__OBJECTIVE__
All of the records below must be output exactly, with no pictures carried over.

╭─ DATA LINES

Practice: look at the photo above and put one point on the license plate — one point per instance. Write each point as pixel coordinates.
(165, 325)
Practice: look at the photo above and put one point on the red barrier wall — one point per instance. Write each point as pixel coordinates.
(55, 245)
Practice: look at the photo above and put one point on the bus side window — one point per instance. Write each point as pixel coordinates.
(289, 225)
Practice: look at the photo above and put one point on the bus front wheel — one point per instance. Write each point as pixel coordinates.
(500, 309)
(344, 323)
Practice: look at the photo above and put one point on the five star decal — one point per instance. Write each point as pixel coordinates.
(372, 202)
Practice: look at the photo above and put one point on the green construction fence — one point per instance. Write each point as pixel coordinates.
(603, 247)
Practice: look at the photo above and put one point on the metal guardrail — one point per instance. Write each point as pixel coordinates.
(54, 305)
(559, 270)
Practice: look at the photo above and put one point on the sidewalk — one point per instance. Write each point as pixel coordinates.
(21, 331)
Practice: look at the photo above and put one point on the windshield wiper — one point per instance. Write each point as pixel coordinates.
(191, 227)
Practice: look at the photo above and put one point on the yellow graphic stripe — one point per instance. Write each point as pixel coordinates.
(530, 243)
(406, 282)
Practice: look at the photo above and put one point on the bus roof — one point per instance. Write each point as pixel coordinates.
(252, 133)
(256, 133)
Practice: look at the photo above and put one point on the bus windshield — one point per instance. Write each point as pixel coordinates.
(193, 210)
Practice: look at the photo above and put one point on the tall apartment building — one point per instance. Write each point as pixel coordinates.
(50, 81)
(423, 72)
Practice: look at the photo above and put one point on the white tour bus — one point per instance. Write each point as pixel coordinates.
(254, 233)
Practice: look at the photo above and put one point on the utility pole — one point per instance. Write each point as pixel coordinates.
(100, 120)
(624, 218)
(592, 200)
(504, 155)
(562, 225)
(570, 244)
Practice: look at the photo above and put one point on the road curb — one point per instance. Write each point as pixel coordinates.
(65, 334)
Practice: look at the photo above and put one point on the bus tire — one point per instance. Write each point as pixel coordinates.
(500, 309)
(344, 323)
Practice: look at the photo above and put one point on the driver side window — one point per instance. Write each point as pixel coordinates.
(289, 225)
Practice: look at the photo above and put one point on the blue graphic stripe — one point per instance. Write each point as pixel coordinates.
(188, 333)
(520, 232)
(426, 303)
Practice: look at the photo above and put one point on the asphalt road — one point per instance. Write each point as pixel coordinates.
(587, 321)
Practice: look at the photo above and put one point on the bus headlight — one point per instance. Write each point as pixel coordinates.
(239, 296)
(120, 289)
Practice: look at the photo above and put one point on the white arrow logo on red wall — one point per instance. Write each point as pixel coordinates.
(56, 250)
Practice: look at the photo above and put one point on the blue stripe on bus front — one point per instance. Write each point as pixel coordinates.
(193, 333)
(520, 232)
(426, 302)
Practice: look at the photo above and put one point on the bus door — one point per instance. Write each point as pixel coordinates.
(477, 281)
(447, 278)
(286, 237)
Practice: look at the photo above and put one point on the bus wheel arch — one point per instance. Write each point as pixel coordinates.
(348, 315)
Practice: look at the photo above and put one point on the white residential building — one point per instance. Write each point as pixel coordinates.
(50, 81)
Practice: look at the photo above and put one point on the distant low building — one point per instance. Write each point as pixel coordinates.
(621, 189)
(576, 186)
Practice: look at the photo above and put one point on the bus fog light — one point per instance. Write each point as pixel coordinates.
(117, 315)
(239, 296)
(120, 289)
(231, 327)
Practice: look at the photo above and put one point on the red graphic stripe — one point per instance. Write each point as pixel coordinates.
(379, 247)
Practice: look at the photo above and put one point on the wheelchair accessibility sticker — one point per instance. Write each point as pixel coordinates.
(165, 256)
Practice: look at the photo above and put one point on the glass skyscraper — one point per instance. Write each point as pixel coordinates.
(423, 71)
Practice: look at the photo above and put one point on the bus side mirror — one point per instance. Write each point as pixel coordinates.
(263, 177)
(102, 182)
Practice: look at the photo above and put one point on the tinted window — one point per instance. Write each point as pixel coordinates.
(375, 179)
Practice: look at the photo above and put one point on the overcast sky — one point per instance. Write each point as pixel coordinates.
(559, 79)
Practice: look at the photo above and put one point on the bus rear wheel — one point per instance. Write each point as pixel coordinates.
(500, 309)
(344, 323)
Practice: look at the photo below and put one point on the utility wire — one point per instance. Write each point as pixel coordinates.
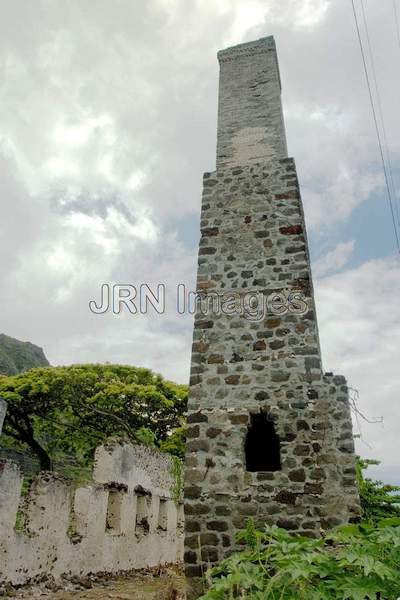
(378, 96)
(396, 18)
(376, 126)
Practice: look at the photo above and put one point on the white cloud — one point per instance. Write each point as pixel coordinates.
(107, 121)
(335, 259)
(359, 323)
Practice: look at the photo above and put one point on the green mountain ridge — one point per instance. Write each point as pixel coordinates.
(17, 356)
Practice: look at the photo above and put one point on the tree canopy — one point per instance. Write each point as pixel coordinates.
(70, 410)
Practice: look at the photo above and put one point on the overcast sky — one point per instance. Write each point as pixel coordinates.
(107, 122)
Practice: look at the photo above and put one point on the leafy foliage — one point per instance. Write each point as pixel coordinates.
(353, 562)
(58, 411)
(378, 500)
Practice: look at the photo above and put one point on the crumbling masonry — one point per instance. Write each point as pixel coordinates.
(269, 434)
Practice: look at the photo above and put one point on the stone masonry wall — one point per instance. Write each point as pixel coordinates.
(250, 119)
(126, 519)
(254, 244)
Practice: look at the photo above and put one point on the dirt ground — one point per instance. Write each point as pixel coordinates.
(165, 586)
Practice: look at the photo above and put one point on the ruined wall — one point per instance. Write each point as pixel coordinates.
(250, 119)
(256, 352)
(126, 519)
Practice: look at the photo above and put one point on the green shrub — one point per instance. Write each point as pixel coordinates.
(353, 562)
(378, 500)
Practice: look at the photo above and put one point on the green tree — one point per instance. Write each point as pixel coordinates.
(378, 500)
(57, 411)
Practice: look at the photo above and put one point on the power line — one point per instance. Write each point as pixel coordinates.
(378, 96)
(376, 126)
(396, 19)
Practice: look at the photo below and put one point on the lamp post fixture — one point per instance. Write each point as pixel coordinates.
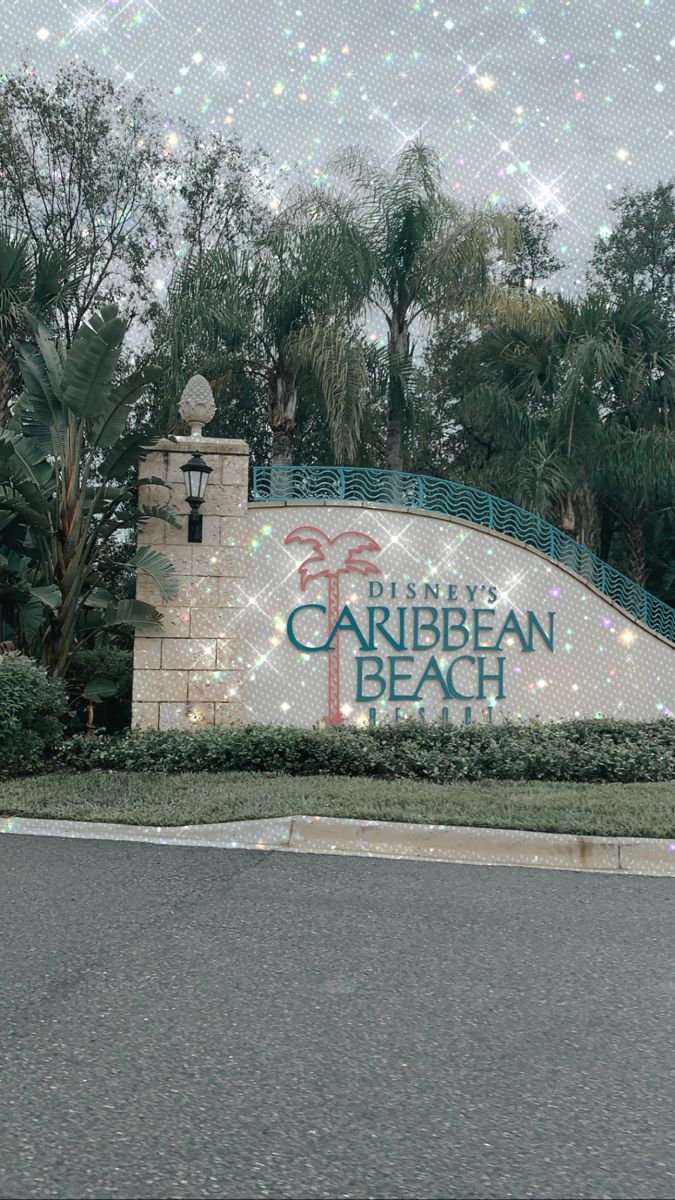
(196, 474)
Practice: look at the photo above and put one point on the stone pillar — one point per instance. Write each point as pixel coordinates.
(189, 673)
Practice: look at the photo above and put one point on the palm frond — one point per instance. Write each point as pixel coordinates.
(338, 365)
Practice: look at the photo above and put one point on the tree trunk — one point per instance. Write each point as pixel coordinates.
(399, 353)
(282, 401)
(589, 519)
(567, 519)
(634, 549)
(6, 385)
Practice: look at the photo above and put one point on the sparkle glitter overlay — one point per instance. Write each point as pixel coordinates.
(602, 663)
(560, 105)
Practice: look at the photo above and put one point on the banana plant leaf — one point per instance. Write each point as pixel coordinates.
(91, 363)
(48, 595)
(143, 617)
(159, 568)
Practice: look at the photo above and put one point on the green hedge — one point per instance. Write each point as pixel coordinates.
(33, 708)
(575, 751)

╰─

__RIGHT ANSWER__
Practice: look at the photo above and put one point on the license plate — one point per instance. Write each point as pixel coordinates.
(165, 325)
Practice: look at the photo above and put one point on the red barrier wall — one point per instance. Write each point as pixel coordinates.
(55, 245)
Practice: look at the photo above and put one point on the bus side window — one point per instance. Write each point as pixel coordinates.
(289, 225)
Practice: look at the photo above and put one point on the bus front wheel — one point per instance. Write each point as pixel coordinates.
(500, 309)
(344, 323)
Practice: look at the photo above and put one point on the five star decal — one point per instance. Write each point as pixel coordinates.
(372, 202)
Practice: look at the photo above and put one point on the green construction fence — one point per instance. Write each point as pixel coordinates.
(603, 247)
Practice: look at the photo above and put one point on the metal guardrail — one point per instance. Write each point as pixel coordinates.
(54, 305)
(559, 270)
Practice: look at the photo above and put one point on the sidewalk — one point per instance. Write each point as pixel coordinates.
(21, 331)
Practice: look at the photo above and put one point on the windshield wiper — one point per instance. Write each point as pixel coordinates.
(191, 227)
Practice: look at the photo above and put one point on the yellow graphic stripe — one point per instance. Write each point as pixel coordinates.
(530, 243)
(406, 282)
Practice: look at the photo above and put one point on the bus roof — one point per instance. Write each point as pixel coordinates.
(252, 133)
(256, 133)
Practice: look at the photo above and put one point on the bus windshield — one point per instance. Write each point as pixel coordinates.
(193, 210)
Practice: look at the photo above and put one point on the tall apartment building — one point per instance. Write each point as pixel coordinates.
(50, 81)
(423, 72)
Practice: look at the photo above and put one point on the white tour bus — one point per instance. Write each point as pixel coordinates.
(254, 233)
Practice: look at the photo above and put one point on the utility pole — one point per instance. Write each point as pixel coordinates.
(100, 120)
(624, 218)
(592, 200)
(504, 155)
(562, 225)
(570, 244)
Practice: look at the photo above and put one point on the road curb — one point per instance. Write each point as pixel coordinates.
(65, 334)
Practice: look at the photo above and put one point on the bus tire — one point per instance. Write each point as pixel coordinates.
(500, 309)
(344, 323)
Practice: look at the photo above and put one point on the driver side window — one point per instance. Write each point as pixel coordinates.
(289, 225)
Practice: look at the photo above and put one point on the blue graphic stripe — one point per instance. Write each point as pixel coordinates.
(188, 333)
(520, 232)
(426, 303)
Practice: look at the photo above and put one point on the asphalt road — one point per instance. Write each point as pixel coordinates.
(587, 321)
Practice: look at the photo above and put one point on the bus headlight — one point per instance. Write each point as pixel coordinates.
(239, 296)
(120, 289)
Practice: look at the photo above and put one point on the white arrow logo on red wall — one point per instance. Write each point as pixel coordinates.
(56, 250)
Practice: look at the photo above and put one point on the blue stripe on bus front — one point per instance. Write each point as pixel coordinates.
(193, 333)
(520, 232)
(426, 302)
Practice: look at the photo above and put one point on the bus door — one point per instance. Write each point as pixel coordinates.
(477, 281)
(447, 278)
(286, 237)
Practice: look at the photo above and put one point on the bus wheel arch — one point per instance. Write each point as pixel coordinates.
(348, 315)
Practice: look at the photo above and put one point on the white residential building — one point per instance. Write each point as pixel coordinates.
(50, 81)
Practice: look at the photo above and put one point on the distant low building — one point per instance. Write each point as pixel coordinates.
(621, 189)
(576, 186)
Practice: look at the photo above and put one point on the bus fog light — one point per instance. Write each point as pixel coordinates.
(117, 315)
(239, 296)
(120, 289)
(231, 327)
Practice: look at the photo above and put one point on the red graphic stripe — one point per instance. Write each point as pixel coordinates.
(379, 247)
Practice: look at the photo above and put one point on the wheelchair accessibility sticker — one point per instance. Write each point as pixel coordinates.
(165, 256)
Practice: look at the photo above and put one point on the glass skyscraper — one point per instance. Write each point as pixel coordinates.
(423, 71)
Practice: look at the photo above and put one point on the bus side mirror — one point per instance. Write each point as pixel coordinates.
(263, 177)
(102, 182)
Practice: look at the photo above and put one point on the tinted window — one point per instance. Write each point as pixel coordinates.
(375, 179)
Practice: look at the photo above and put one point on the overcast sky — one point per instance. Write each point as pixel coordinates.
(559, 79)
Practice: look at the photo above and put one point on the bus rear wheel — one point per instance. Write each point as pixel coordinates.
(500, 309)
(344, 323)
Practice: look at the photo below and put one point on the utility wire — one point per instance. Write each point as pixel coordinates.
(378, 96)
(396, 18)
(376, 126)
Practice: look at the photo above and put one point on the white cloud — one point per instance. Write each point as pixel coordinates.
(107, 121)
(335, 259)
(359, 323)
Practice: look at the photo above and put one point on the green mountain ridge — one point per instance. Write each point as pixel coordinates.
(17, 356)
Practice: look at the photo above and put one point on the tree canopy — one point per instance. Write each point as pixel coordinates.
(70, 410)
Practice: look at the photo above and put one point on the overcast sky — one point per instance. Write each point as pixel coordinates.
(107, 122)
Practice: look at the photo above and put one point on the leafy foliage — one point per instance. Write each point as pixel coordinates.
(353, 562)
(58, 411)
(378, 500)
Practice: look at the photo above and put one point on the crumbling masonry — one point per instance. Write each point as pixel coordinates.
(269, 434)
Practice: look at the photo above and put one point on the stone masonry wall — one point per instance. Write each point as pixel coordinates.
(250, 119)
(126, 519)
(254, 244)
Practice: look at the photo above and put one point on the dirt ground — one point per instance. Write each point as pixel coordinates.
(165, 586)
Practice: look at the photo above and put one point on the ruined wall — one point per instance. Write each point as pixel coordinates.
(250, 119)
(256, 352)
(126, 519)
Practice: look at the photo above and put one point on the green shrub — one point per instance. Write each point as pixel coordinates.
(353, 562)
(378, 500)
Practice: look at the photo above and put one point on the green tree — one point per instance. Write each point as pixel coordinates.
(378, 500)
(57, 411)
Practice: look at the photo above and put one point on the power line — one point per instance. Write each point as pixel coordinates.
(378, 96)
(376, 126)
(396, 19)
Practice: look at the photo below and put one point on the lamp post fixture — one point per instance. Write each point as pixel coordinates.
(196, 474)
Practice: look at the photo above and put one point on the stone pillar — one point per instance. Write each point as pixel coordinates.
(189, 673)
Practice: look at the photo above and put one point on the palm frond — one point per instance. Write each point as pixel coordinates.
(338, 365)
Practice: look at the photo above and put one point on the tree trunk — one point per instance. Write each point as pixel coordinates.
(399, 353)
(282, 401)
(589, 519)
(567, 519)
(634, 549)
(6, 385)
Practice: look at the photo above and put one point on the sparkle glitter overlay — one point per instance. Write each point as pixel coordinates.
(602, 663)
(560, 105)
Practice: look at the photo above and put one point on the banana plant leaf — one point per instance. Write each point as pixel coordinates.
(91, 363)
(48, 595)
(143, 617)
(159, 568)
Practice: look at the photo above and put one point on the green hedge — one point per instance. Write each point as pixel coordinates.
(33, 708)
(575, 751)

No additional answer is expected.